▶ _Problem_: Write out, word for word, every line from the one containing "Query: man's left hand" through the final line of the records.
┌─ Extracted information
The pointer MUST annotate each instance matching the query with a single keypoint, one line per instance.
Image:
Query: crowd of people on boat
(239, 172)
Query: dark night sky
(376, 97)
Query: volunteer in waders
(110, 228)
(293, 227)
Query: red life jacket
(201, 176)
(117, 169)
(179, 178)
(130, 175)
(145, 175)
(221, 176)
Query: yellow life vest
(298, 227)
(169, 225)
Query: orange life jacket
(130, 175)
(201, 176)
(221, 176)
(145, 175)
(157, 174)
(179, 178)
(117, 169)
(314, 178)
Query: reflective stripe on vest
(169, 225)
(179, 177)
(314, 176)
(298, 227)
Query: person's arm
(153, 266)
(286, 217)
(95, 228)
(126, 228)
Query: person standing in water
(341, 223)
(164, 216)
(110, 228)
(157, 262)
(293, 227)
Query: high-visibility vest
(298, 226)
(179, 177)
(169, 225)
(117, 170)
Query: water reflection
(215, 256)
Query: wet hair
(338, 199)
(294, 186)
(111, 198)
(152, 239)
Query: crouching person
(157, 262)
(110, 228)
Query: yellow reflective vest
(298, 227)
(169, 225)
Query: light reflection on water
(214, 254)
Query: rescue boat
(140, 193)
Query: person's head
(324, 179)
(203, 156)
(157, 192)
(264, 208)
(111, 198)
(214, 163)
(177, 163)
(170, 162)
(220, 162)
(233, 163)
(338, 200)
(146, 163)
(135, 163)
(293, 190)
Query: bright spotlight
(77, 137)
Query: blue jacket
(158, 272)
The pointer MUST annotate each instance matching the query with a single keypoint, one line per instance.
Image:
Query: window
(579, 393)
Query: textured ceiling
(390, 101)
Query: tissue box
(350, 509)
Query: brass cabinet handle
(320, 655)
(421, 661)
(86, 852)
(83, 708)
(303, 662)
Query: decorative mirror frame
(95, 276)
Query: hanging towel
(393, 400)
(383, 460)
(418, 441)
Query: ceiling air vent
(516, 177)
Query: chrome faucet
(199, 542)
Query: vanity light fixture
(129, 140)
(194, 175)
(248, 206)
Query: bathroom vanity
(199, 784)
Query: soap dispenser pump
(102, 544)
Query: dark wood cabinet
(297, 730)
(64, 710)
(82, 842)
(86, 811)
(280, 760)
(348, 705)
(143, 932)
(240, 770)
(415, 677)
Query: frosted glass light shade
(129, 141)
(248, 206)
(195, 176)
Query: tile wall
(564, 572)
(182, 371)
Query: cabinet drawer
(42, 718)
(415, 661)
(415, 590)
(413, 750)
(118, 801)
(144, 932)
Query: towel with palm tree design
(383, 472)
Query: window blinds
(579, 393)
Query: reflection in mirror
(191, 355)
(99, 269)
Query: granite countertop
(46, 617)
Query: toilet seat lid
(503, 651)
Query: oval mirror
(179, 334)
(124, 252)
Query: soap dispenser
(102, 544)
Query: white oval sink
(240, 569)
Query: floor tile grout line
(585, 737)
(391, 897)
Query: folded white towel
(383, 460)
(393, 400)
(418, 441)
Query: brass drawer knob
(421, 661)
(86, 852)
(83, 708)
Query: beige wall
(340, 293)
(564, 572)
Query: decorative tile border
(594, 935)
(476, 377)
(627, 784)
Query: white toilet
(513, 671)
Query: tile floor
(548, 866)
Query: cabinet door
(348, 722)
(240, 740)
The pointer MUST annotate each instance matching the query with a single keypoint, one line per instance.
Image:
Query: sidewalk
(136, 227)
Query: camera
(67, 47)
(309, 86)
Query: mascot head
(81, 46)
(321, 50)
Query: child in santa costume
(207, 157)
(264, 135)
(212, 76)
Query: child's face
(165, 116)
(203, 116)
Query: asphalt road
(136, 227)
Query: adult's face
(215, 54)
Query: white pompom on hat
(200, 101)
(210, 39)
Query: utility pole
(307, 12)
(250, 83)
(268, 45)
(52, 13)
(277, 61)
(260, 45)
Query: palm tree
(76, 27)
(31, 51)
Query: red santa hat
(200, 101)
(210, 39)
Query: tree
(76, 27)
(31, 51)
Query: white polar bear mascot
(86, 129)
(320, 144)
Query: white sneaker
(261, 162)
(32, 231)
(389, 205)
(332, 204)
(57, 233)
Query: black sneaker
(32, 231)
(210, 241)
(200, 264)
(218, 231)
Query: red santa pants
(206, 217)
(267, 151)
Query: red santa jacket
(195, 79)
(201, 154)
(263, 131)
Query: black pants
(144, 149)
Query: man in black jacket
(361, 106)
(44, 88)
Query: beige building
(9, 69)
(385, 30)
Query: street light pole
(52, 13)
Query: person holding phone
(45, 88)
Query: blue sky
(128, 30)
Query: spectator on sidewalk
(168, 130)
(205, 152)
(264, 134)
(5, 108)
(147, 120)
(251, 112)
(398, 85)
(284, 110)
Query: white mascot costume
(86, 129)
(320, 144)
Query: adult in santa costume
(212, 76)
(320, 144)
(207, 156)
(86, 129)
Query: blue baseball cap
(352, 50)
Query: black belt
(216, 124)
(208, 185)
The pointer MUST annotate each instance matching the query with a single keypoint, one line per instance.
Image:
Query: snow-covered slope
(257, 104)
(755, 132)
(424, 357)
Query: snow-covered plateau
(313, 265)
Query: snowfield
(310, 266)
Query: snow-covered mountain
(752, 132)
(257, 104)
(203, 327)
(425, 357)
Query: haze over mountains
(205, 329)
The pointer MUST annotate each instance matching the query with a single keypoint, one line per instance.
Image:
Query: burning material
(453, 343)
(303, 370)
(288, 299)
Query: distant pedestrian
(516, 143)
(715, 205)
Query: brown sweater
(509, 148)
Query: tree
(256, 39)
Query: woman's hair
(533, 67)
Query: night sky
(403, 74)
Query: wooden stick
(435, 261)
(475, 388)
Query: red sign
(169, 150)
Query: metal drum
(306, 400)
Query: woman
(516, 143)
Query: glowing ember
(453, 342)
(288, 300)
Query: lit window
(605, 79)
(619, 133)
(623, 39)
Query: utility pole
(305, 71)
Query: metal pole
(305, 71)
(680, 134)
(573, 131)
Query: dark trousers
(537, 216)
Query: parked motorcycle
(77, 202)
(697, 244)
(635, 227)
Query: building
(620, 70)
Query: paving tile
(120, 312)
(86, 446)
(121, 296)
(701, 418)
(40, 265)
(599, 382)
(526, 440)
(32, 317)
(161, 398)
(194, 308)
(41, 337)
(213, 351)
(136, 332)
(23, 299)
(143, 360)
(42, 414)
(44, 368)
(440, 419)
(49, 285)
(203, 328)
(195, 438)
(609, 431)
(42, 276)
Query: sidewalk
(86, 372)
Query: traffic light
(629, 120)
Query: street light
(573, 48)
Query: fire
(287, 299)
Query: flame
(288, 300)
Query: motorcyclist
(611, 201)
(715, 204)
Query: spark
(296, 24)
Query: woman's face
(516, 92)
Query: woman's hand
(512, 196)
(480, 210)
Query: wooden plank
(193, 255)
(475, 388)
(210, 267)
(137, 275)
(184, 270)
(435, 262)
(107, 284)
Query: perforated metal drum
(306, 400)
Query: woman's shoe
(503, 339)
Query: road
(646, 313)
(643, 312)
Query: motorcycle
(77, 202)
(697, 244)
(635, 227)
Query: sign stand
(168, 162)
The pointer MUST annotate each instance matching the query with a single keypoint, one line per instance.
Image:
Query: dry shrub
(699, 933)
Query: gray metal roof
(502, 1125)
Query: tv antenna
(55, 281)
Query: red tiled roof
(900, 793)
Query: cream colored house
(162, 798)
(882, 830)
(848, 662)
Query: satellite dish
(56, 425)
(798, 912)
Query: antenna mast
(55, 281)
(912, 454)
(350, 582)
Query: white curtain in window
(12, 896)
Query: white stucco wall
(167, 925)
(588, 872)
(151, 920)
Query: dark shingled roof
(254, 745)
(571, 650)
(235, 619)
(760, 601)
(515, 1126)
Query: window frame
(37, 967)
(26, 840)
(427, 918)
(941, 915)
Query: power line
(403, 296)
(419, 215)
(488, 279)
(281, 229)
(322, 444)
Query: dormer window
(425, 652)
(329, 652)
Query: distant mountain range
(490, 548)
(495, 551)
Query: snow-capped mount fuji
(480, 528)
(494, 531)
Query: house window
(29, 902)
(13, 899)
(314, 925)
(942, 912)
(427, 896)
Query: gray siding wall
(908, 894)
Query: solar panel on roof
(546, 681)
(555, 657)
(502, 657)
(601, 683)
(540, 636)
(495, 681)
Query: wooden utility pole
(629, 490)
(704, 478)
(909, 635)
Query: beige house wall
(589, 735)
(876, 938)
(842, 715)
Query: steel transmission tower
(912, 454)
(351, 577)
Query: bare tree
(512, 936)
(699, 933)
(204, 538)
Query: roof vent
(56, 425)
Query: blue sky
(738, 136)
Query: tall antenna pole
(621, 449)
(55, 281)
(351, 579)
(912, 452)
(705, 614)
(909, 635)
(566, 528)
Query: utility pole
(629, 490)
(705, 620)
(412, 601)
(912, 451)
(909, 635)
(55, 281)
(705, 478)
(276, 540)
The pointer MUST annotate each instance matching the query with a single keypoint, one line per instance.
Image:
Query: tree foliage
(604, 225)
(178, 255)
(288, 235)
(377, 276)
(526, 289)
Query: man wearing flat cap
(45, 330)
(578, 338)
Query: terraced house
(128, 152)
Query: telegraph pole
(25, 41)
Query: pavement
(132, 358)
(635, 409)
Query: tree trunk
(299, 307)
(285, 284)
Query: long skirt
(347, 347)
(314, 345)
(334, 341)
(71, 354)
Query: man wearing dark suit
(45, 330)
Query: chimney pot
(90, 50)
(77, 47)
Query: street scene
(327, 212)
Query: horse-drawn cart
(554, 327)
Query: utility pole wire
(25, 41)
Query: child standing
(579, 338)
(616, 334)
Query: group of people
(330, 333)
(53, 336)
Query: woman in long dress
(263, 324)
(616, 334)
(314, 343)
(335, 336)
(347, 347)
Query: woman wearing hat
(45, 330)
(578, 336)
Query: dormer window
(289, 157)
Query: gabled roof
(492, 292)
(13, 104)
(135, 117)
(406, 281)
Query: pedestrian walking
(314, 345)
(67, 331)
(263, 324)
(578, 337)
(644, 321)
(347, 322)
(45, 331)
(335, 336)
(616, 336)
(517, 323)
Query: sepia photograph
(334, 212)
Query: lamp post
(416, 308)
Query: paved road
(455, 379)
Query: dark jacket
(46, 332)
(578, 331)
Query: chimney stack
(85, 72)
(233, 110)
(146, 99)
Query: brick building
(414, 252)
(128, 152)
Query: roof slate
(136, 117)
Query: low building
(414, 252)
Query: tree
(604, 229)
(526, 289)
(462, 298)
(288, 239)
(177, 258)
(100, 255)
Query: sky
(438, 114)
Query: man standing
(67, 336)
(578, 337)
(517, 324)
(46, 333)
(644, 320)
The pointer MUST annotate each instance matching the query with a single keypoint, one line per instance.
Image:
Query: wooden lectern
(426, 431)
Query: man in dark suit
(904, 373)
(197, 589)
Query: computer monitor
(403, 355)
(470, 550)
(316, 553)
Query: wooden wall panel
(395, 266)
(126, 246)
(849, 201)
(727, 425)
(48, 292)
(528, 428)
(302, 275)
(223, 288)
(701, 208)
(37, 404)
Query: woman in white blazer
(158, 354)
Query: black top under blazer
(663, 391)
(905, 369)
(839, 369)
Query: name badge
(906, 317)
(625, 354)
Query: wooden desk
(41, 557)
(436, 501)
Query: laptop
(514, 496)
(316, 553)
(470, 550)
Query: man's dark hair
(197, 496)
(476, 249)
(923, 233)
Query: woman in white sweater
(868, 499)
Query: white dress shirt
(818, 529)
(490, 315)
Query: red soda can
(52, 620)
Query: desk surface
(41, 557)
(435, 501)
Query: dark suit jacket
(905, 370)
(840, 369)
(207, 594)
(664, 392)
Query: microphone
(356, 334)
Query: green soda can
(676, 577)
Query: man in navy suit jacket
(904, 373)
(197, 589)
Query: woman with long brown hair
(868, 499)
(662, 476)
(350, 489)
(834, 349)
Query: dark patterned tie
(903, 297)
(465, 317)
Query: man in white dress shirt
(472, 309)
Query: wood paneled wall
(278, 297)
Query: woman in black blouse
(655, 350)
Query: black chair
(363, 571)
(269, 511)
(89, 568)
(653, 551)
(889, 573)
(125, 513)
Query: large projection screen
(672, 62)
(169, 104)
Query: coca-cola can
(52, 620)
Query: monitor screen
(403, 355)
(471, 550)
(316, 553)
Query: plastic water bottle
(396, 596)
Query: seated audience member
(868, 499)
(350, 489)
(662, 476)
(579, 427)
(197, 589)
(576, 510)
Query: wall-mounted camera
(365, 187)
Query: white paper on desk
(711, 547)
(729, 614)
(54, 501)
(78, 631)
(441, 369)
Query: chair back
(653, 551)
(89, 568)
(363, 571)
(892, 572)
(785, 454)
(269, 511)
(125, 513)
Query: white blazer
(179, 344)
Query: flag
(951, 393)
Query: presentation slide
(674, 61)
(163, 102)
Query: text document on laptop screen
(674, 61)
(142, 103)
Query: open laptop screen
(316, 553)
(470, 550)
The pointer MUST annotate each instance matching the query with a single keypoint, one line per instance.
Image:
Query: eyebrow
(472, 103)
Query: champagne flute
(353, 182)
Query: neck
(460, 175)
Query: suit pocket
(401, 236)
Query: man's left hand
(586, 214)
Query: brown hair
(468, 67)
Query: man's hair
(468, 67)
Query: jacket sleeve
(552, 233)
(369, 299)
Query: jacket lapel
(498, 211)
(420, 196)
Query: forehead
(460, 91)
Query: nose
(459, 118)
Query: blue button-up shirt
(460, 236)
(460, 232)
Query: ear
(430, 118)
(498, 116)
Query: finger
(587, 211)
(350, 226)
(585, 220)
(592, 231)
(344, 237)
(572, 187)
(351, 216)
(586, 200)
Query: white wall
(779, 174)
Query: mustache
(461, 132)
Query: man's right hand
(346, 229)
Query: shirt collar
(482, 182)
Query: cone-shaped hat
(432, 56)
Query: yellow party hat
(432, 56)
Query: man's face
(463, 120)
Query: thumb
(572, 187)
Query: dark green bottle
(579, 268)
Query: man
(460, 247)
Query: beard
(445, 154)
└─
▶ _Task solution_:
Query: man's left hand
(586, 214)
Query: brown hair
(468, 67)
Query: man's hair
(468, 67)
Query: jacket sleeve
(552, 233)
(369, 299)
Query: jacket lapel
(498, 211)
(420, 196)
Query: forehead
(460, 91)
Query: nose
(459, 118)
Query: blue button-up shirt
(460, 236)
(460, 232)
Query: ear
(430, 118)
(498, 116)
Query: finger
(587, 211)
(350, 226)
(585, 220)
(592, 231)
(344, 237)
(572, 187)
(351, 216)
(586, 200)
Query: white wall
(779, 174)
Query: mustache
(461, 132)
Query: man's right hand
(346, 229)
Query: shirt collar
(482, 182)
Query: cone-shaped hat
(432, 56)
Query: yellow party hat
(432, 56)
Query: man's face
(463, 120)
Query: thumb
(572, 187)
Query: dark green bottle
(579, 268)
Query: man
(460, 247)
Query: beard
(445, 154)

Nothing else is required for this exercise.